PROBLEM STATEMENT
Nothing but the lines from the one containing "Could you please indicate the star" to the end of the data should be copied, exactly, and the pictures stay out.
[Opening INPUT DATA section]
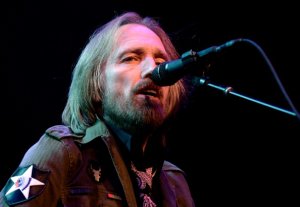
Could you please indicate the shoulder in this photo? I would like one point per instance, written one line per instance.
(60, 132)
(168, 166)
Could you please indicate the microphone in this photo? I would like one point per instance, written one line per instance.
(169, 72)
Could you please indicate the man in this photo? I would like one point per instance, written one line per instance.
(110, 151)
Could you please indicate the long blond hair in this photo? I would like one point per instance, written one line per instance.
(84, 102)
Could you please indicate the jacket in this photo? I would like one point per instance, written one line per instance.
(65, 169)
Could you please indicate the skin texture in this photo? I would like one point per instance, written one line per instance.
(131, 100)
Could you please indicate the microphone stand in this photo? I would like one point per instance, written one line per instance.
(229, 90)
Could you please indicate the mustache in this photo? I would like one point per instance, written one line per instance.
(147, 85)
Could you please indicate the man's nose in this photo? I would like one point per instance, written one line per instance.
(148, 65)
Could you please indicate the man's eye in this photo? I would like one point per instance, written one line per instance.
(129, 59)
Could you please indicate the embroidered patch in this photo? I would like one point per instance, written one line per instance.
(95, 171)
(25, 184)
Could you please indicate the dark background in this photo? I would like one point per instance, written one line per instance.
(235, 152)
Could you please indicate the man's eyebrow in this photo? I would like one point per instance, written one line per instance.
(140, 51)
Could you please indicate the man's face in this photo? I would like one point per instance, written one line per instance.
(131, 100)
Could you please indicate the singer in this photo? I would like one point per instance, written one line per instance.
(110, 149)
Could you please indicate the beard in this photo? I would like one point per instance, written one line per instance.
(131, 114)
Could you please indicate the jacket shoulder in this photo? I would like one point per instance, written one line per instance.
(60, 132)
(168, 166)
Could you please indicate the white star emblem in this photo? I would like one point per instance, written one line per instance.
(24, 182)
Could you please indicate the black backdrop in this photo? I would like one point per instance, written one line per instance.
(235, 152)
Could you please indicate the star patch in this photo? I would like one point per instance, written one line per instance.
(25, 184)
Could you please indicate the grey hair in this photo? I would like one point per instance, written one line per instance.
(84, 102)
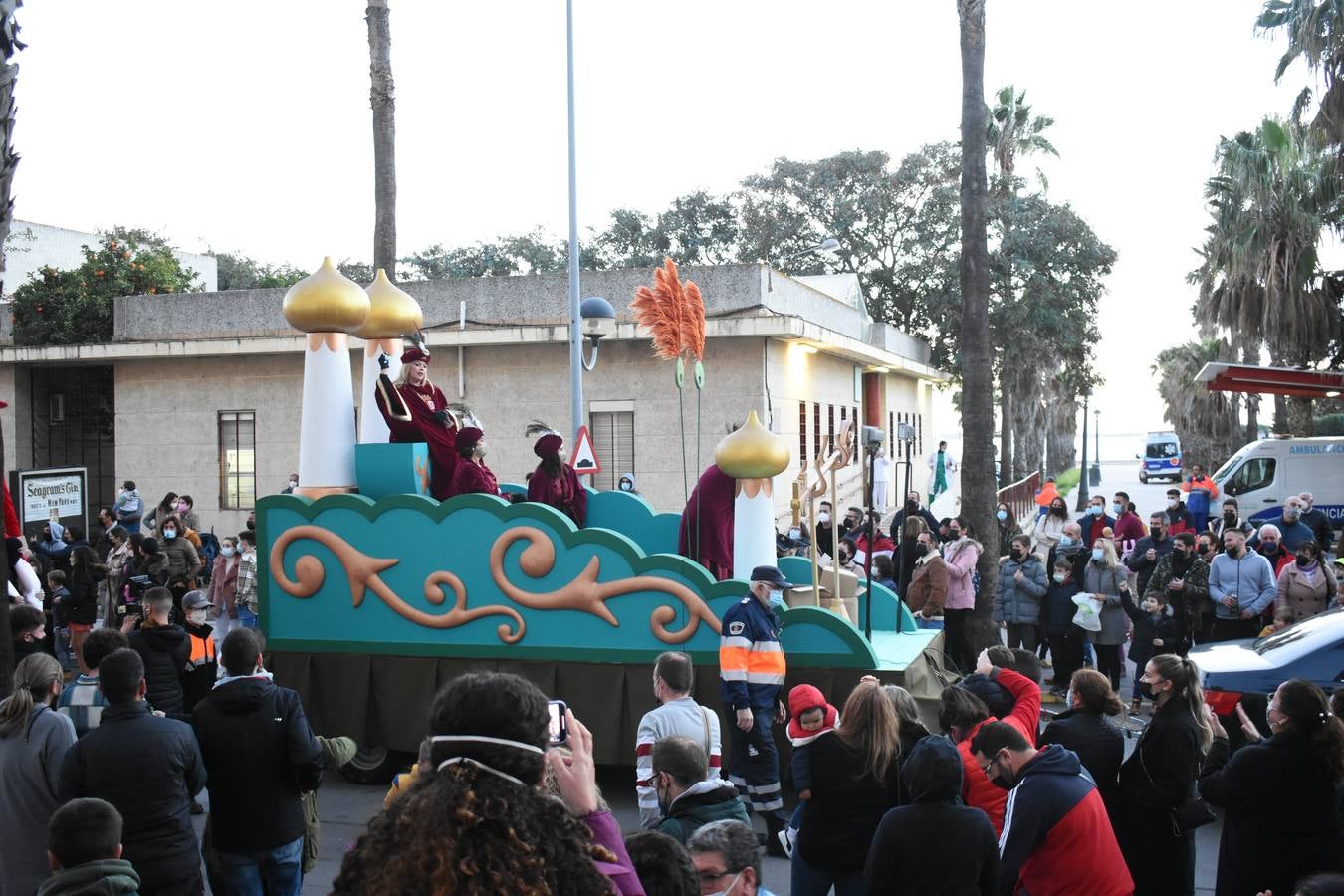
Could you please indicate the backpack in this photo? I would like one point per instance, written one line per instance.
[Closing INPUT DATA section]
ANSWER TO THE PROBLEM
Could you please indicate the star patch in this photo? I would like one point per instance, written one line per instance.
(25, 184)
Could you please indicate the grey hair in this photo? I would like one point per instance, written one line per instance.
(84, 102)
Could you please indicate the backpack in this photo? I would like one point per instance, written one line per instance.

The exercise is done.